# Selected excerpt:
★ ★ ★ ★ ★ ★ ★

I know you’re looking for a magic bullet here to beat your DUI.
And believe me, my job would be a lot easier if there was one all-purpose approach I could strut into court waving and have my client’s cases dismissed.
However the fact is, there are many different ways to challenge and beat DUIs depending on your particular situation. Just a few examples include… was the person arrested at a DUI checkpoint? Was s/he originally pulled over for weaving ‘within’ their lane…. and if so… how much weaving took place and for how long did the weaving last? Was the person pulled over for changing lanes without signaling? And if so, was anyone ‘behind’ the car…. including the officer? Was the person originally pulled over for exceeding the speed-limit? Did the person have a tail-light or some other vehicle light out?

Each situation brings its own possible foundation to base an attack on a DUI arrest. So if someone tells you they can beat your DUI without performing an in-depth investigation of all the details and evidence of your case, I’d be very skeptical of that attorney.

That being said, here are (generally) the Top 20 Ways to beat a DUI, or the Top 20 Ways a DUI can be attacked.

1 – The Officer’s “Detention” Was Unlawful in Your San Diego DUI

Our Constitutional Rights are pretty powerful and are actually “the Rule”… of which there are narrowly defined exceptions. Not the other way around. As an example, since the 4th Amendment protects our freedom of movement, the officer who initially detained you must have had more than “a hunch” and, taking into account the totality of the circumstance, must have a sufficient amount of articulable facts to provide support as to why his “suspicion” that you were driving under the influence – or had committed some other crime – was “reasonable” at the time he chose to pull you over, i.e. “detain” you. (Terry v. Ohio).
Additionally, facts to support the officer’s reasonable suspicion cannot come from facts the officer discovered ‘after’ they pulled over. If the officer’s suspicion can be shown to have been unreasonable or unsupported by a required amount of facts, all evidence acquired as a result of that initial unsupported and unlawful detention cannot be used against you in court. (Mapp v. Ohio, Wong-Sun). Retaining a San Diego DUI Defense attorney that has an in-depth understanding of what it takes to challenge the initial detention is invaluable and can mean the difference between a conviction, and a successful DUI Defense.

2 – The officer’s illegal “search” lead to items supporting an unlawful arrest in Your San Diego DUI

A “search” includes drawing blood from someone. There are only a few strictly defined situations where an officer may “search” a person. Absent one of a few narrowly defined exceptions, the following are the governing rules:
If the officer did not have sufficient reasonable suspicion to even “detain” a person, any evidence (including blood-alcohol evidence) that is found as a result of searching that person (via blood or breath testing) will not be allowed in court.

★ ★ ★ ★ ★ ★ ★

# Using the information:
**1)** In the DUI defense passage, what act is named as an example of a "search"?
**2)** Name every court case cited in the DUI defense passage.
**3)** Resume the DUI defense passage, picking up right after its last sentence.
The listing comes from a separate source.

[Data entries]
★ ★ ★ ★ ★ ★ ★

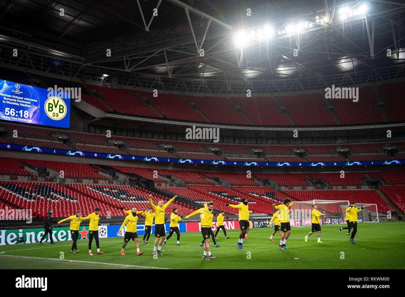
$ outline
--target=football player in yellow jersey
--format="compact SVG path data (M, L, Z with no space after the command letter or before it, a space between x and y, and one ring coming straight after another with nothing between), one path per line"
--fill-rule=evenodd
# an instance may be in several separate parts
M66 219L62 220L58 222L58 223L60 224L66 221L70 221L70 232L72 234L72 239L73 240L70 252L78 253L79 250L77 249L76 242L79 237L79 227L80 226L80 223L81 222L81 211L77 210L75 215L73 215Z
M315 233L315 231L318 231L318 242L323 244L323 242L321 241L321 224L319 223L319 217L325 216L325 212L323 214L321 213L318 210L318 206L316 204L312 205L312 224L311 229L312 230L308 233L308 235L305 237L305 242L307 242L308 237L312 234Z
M221 229L224 231L224 234L225 235L225 239L228 239L229 238L229 236L226 236L226 231L225 231L225 227L224 226L224 218L225 218L224 215L225 213L224 210L221 210L221 213L217 217L217 232L215 233L215 236L214 236L215 238L217 238L217 235L218 233Z
M168 239L173 235L173 233L176 232L176 234L177 235L177 245L179 246L181 246L181 245L180 244L180 230L179 230L179 227L177 226L177 222L182 222L183 217L180 216L177 214L178 211L177 208L173 208L173 212L170 215L170 233L169 233L169 235L164 239L164 242L163 242L164 246L166 245L166 242Z
M149 207L147 211L145 211L142 214L142 216L145 218L145 234L143 235L143 240L142 240L142 243L144 244L149 244L148 243L148 240L149 240L149 237L151 236L151 232L152 231L152 225L153 224L153 218L156 216L156 215L152 212L153 209ZM146 235L147 235L147 237ZM145 241L145 238L146 238L146 241Z
M287 239L288 239L291 233L291 226L290 224L290 220L288 219L289 209L294 204L291 202L290 198L286 198L283 200L283 204L278 205L273 203L273 207L276 209L280 209L280 222L281 230L283 234L281 235L281 239L280 240L280 244L279 246L281 250L284 249L288 250L288 248L286 246Z
M138 239L138 233L136 233L136 224L138 223L138 216L137 214L142 214L143 212L137 212L135 206L132 206L131 210L131 214L128 215L125 218L125 220L119 228L119 230L117 233L117 235L119 235L121 233L121 230L124 226L126 225L127 228L125 231L125 235L124 237L124 243L122 245L122 248L121 249L121 254L123 256L125 255L124 253L124 249L128 244L128 241L131 239L135 241L135 245L136 246L136 256L141 256L143 254L143 252L139 251L139 241Z
M83 221L85 220L90 220L90 223L89 224L89 231L90 232L90 235L89 236L89 254L90 256L93 256L93 253L92 252L92 242L93 241L93 237L96 239L96 246L97 248L97 254L100 255L104 253L104 252L100 251L100 245L98 244L98 220L100 219L98 215L100 212L100 209L96 207L94 209L94 212L92 214L90 214L87 216L81 218Z
M344 228L339 228L339 233L343 229L347 229L347 236L350 235L350 231L352 230L352 224L350 224L350 214L349 212L346 213L346 222L347 223L347 226Z
M270 236L270 238L269 239L269 240L271 240L272 241L274 241L274 240L273 239L273 236L274 236L274 235L276 234L276 233L277 231L280 233L280 237L281 235L283 235L282 232L280 230L280 209L277 210L273 214L273 216L271 218L271 220L270 220L270 222L269 223L269 227L271 226L271 223L273 222L273 221L274 221L274 231L273 231L273 233L271 234L271 236Z
M160 256L163 256L160 250L162 249L163 241L164 241L164 238L166 237L166 232L164 230L164 210L176 197L177 195L169 200L166 204L164 204L163 199L161 199L158 201L158 205L156 205L152 202L152 194L149 195L149 203L151 205L151 207L155 211L155 214L156 215L155 218L155 236L156 237L156 240L155 240L155 246L153 249L153 256L156 253ZM159 242L159 238L160 238L160 242ZM156 251L156 248L158 242L159 242L159 247Z
M354 239L354 236L356 233L357 233L357 213L360 212L364 208L362 206L361 208L357 209L357 202L354 201L352 203L352 205L349 206L347 209L346 210L346 213L349 214L350 216L350 224L353 230L352 231L352 236L350 236L350 241L352 244L355 244L356 242L353 240Z
M193 216L200 214L200 217L201 219L201 234L202 234L202 237L205 241L202 259L206 261L209 261L209 259L214 259L215 258L211 254L211 251L209 248L209 237L211 235L210 231L212 231L211 226L212 226L212 218L214 216L212 214L212 210L214 209L214 203L211 202L208 202L205 204L204 206L202 208L197 209L192 214L186 216L185 218L188 219ZM209 259L207 258L207 253L208 254L208 257Z
M231 208L239 209L239 225L241 227L241 233L239 235L239 240L238 241L238 247L243 248L243 239L246 234L246 230L249 225L249 206L247 205L247 199L242 198L241 199L241 203L237 205L232 204L225 204L225 206L229 206Z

★ ★ ★ ★ ★ ★ ★

# Answers for each item:
**1)** Drawing blood from someone.

**2)** Terry v. Ohio, Mapp v. Ohio, Wong-Sun

**3)**
If the officer only had reasonable suspicion to ‘detain’ someone, the officer may not “search” that person unless the officer also has reason to believe that person is “armed” as well – not merely to test for alcohol.
When an automobile is involved, absent probable cause, the officer may not search the car unless the person has been arrested, and in such case even then the area which the search spans is limited.

The point being that if the officer did not follow the rules correctly, the evidence the prosecution has against the person may be challenged in what’s called a “1538 Suppression Hearing” where a “1538 Suppression Motion” is submitted prior. It is very important to find an attorney that knows the system, the rules, and how to find and bring to light the facts that can support a successful challenge to your San Diego DUI.

3 – The “Arrest” Was Unsupported by the Requisite Cause in Your San Diego DUI

The level of facts an officer must know in order to make a lawful ‘arrest’ is not the same as the amount of information that must be known to an officer to support the officer’s mere ‘detention’ of the same person.
In order to support a mere ‘detention’ the officer must only know enough facts to support a reasonable suspicion that the detainee is involved in criminal activity. However, if the officer doesn’t have enough facts/information to support a reasonable belief that the person “more likely than not” is/has committed a crime (such as drinking and driving) the officer’s ‘arrest’ of the person will be found unlawful and all evidence (such as blood or breath evidence) acquired as a result of such unlawful arrest will not be allowed to be used against the person in court. In other words, if the officer did not have ‘probable cause’ to make the arrest all evidence acquired as a result of that unsupported/unlawful arrest will be excluded.
You can bet, the prosecution is going to try and stack the facts in favor of supporting the lawfulness of the officer’s arrest. In situations where the officer’s level of ‘cause’ to make the arrest is a close-call, an attorney with the training, experience and knowledge to attack the facts which support the officer’s arrest, is invaluable and can mean the difference between the prosecutor getting their conviction or the prosecution having to dismiss the case for lack of evidence.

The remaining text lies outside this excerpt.